:: Auszüge aus Datensätzen ::

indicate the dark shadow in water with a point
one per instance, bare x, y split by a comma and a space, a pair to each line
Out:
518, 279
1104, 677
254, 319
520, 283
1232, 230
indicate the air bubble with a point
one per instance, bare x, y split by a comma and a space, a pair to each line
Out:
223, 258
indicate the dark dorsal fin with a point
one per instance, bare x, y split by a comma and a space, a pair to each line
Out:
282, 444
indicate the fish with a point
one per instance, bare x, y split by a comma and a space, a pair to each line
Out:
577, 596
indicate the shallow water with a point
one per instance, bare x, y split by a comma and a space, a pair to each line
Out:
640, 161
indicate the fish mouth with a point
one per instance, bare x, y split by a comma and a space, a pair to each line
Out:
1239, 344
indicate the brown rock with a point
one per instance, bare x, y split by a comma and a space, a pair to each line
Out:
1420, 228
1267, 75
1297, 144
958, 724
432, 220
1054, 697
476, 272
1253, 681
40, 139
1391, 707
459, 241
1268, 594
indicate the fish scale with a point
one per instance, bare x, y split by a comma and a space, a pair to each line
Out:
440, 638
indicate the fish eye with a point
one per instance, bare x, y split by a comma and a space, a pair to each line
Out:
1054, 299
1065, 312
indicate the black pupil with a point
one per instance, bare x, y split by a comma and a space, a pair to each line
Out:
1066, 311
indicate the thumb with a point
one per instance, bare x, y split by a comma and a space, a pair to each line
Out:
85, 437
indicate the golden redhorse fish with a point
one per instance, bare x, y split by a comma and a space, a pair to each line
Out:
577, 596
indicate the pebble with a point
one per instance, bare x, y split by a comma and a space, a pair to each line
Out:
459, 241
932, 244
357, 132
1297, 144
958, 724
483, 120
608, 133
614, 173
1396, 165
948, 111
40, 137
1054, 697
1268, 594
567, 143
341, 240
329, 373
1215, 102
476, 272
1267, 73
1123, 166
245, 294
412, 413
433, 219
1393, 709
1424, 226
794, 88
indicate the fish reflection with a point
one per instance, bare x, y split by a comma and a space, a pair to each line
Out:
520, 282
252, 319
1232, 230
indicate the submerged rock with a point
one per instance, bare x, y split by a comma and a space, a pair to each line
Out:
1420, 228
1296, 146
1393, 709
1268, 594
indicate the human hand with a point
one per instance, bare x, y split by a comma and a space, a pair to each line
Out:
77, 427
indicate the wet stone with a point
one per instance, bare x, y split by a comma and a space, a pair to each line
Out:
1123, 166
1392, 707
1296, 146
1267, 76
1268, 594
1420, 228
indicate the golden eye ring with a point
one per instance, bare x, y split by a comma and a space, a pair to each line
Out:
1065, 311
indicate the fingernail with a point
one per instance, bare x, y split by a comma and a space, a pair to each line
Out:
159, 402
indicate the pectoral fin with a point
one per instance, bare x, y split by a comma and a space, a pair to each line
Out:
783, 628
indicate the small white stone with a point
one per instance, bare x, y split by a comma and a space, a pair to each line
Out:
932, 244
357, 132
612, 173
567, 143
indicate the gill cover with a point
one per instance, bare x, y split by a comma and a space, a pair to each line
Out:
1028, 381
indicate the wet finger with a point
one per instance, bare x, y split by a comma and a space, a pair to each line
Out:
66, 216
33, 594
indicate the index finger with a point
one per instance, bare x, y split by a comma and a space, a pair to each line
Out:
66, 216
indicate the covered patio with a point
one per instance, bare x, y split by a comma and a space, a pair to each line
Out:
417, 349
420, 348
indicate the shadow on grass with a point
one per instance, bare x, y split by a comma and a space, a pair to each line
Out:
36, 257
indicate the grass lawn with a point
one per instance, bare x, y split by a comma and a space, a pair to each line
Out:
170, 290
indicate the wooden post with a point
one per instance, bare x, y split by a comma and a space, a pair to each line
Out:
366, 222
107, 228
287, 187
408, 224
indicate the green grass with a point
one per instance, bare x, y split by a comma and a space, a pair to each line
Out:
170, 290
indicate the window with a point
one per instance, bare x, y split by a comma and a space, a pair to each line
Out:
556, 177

:::
:: Auszüge aus Datensätzen ::

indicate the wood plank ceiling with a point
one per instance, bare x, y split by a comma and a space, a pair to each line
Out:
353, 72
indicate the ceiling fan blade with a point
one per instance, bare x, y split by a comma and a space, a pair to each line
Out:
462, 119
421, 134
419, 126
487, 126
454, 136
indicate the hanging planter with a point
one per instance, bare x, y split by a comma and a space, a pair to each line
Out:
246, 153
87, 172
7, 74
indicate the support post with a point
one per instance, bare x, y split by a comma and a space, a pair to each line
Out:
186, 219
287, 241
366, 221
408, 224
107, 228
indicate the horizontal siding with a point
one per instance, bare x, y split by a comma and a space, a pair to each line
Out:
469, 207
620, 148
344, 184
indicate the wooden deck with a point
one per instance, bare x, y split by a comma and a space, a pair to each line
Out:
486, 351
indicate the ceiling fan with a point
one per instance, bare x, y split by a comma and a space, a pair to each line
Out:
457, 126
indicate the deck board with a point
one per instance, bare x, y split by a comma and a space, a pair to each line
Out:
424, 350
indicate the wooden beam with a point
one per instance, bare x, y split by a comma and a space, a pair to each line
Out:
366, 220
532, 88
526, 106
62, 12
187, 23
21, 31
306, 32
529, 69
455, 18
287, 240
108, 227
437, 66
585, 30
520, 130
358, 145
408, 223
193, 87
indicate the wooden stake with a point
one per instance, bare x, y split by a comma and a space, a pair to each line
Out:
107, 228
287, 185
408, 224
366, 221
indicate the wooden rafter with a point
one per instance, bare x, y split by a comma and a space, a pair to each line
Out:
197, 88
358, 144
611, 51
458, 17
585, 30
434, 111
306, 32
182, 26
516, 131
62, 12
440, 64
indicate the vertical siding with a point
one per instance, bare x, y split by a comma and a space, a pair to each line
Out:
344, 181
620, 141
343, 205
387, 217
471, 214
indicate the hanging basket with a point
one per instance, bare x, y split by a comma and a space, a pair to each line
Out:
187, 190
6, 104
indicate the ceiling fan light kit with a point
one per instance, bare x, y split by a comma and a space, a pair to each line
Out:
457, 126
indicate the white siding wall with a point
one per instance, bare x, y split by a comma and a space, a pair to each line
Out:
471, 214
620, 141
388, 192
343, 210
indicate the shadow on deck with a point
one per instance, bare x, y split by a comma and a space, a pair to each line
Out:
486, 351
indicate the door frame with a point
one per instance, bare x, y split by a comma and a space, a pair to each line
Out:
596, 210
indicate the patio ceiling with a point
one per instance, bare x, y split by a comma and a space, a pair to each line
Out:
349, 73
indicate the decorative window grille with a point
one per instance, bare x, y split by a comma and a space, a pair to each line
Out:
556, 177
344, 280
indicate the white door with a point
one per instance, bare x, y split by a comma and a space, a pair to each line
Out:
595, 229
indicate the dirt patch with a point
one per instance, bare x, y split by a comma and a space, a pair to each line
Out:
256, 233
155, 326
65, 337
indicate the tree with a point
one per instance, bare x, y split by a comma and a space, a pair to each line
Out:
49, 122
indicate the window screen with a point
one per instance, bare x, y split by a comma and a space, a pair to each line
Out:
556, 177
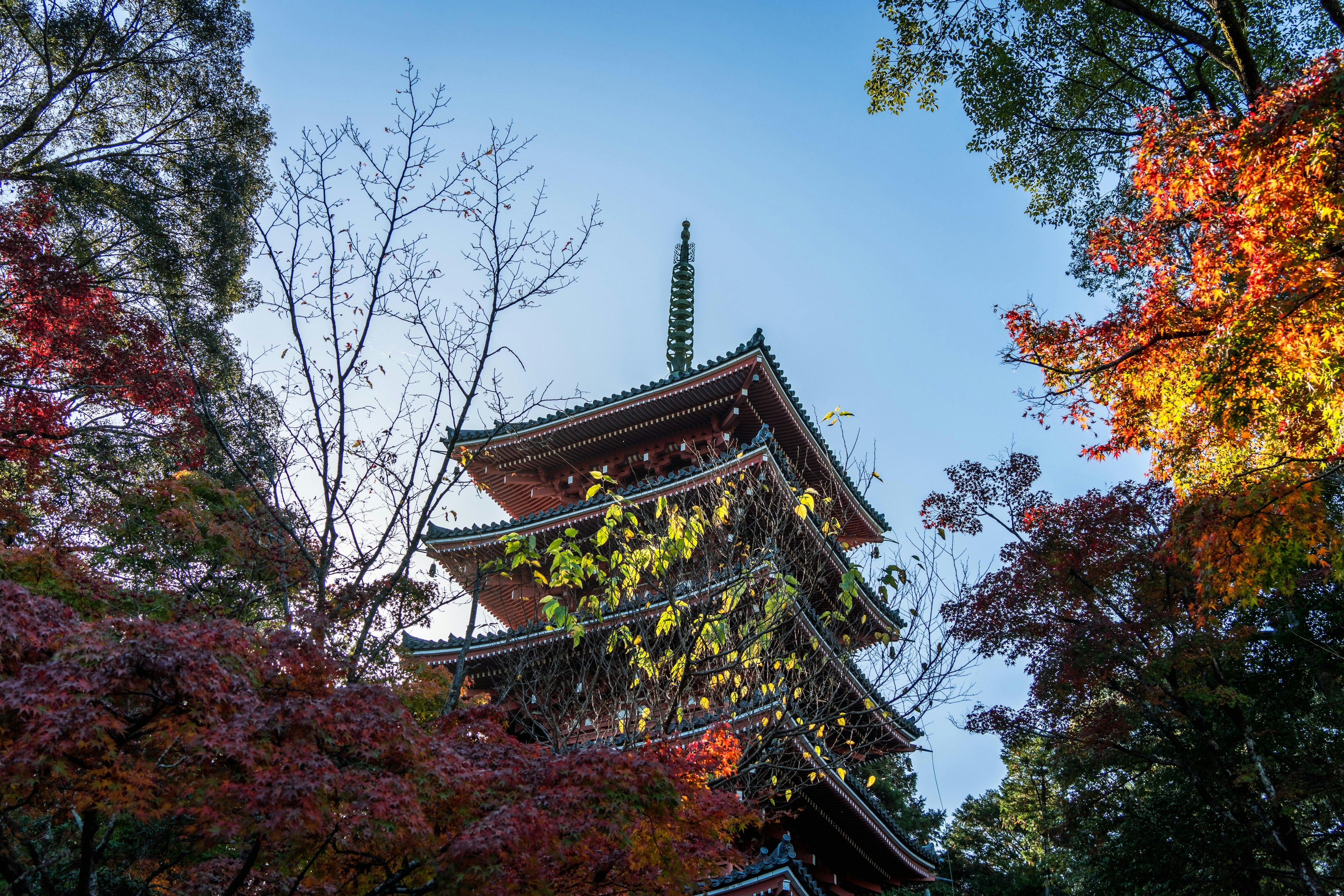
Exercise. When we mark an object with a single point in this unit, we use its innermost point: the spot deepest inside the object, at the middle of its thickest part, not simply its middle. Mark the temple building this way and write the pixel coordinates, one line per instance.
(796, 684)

:::

◆ Gefordert: Such aus den Einträgen oben jede Zeile heraus, in der das Wort „shadow“ vorkommt, und schreib diese Zeilen ab.

◆ Vollständige Antwort:
indicate the dark shadow in water with a point
indicate the shadow on grass with a point
indicate the shadow on deck with a point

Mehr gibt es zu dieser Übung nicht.